Rescale the stretch from the line containing "--target metal spoon reflection" through the line containing "M 120 97 L 120", giving all of those lines again with the requests included and every coordinate in the answers multiplied by 0.4 and rounded to whole numbers, halves up. Leave the numbers in the requests and their sample layouts unchanged, and reproduce only these lines.
= = = = = = =
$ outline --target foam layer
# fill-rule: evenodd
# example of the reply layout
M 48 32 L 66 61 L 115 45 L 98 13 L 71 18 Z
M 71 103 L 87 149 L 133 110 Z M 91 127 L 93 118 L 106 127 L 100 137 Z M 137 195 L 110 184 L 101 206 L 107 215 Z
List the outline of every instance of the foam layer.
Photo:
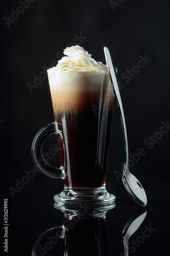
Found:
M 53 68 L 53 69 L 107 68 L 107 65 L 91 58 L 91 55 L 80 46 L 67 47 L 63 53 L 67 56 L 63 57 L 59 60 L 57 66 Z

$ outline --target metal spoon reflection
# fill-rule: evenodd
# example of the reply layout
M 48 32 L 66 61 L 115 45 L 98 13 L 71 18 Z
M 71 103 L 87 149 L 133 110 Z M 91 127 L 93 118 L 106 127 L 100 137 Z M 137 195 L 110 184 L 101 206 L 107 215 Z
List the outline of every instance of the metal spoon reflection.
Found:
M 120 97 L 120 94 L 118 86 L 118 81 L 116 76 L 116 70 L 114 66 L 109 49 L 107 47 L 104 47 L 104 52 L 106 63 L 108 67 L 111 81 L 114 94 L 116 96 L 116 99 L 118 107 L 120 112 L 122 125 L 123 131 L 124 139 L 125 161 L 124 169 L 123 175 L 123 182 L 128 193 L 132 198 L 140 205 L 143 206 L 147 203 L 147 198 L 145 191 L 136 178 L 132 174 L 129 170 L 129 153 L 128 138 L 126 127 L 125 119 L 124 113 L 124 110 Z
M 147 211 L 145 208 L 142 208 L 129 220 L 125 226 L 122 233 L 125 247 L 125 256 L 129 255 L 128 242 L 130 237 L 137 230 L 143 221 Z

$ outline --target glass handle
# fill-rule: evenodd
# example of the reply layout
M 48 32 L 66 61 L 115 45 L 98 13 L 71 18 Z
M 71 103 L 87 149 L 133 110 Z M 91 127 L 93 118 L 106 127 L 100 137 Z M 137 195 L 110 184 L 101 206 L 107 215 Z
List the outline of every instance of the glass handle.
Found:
= = = = = = =
▸ **Complete answer**:
$ outline --target metal spoon reflection
# fill-rule: evenodd
# example of the reply layout
M 48 32 L 66 61 L 115 45 L 98 13 L 71 18 Z
M 71 103 L 87 149 L 133 110 Z M 91 127 L 93 118 L 106 127 L 100 137 Z M 137 195 L 110 184 L 101 206 L 107 215 Z
List the outline of every instance of the metal spoon reflection.
Found:
M 48 39 L 48 38 L 47 34 L 47 32 L 46 30 L 46 28 L 46 26 L 44 20 L 43 19 L 42 19 L 42 21 L 42 25 L 43 27 L 44 32 L 46 38 L 46 38 L 46 40 L 47 43 L 48 45 L 49 50 L 49 52 L 50 56 L 50 64 L 50 68 L 49 70 L 49 73 L 51 77 L 53 79 L 56 82 L 57 82 L 59 81 L 59 79 L 58 76 L 54 71 L 53 70 L 52 68 L 52 61 L 51 55 L 50 51 L 50 48 L 50 45 L 50 44 Z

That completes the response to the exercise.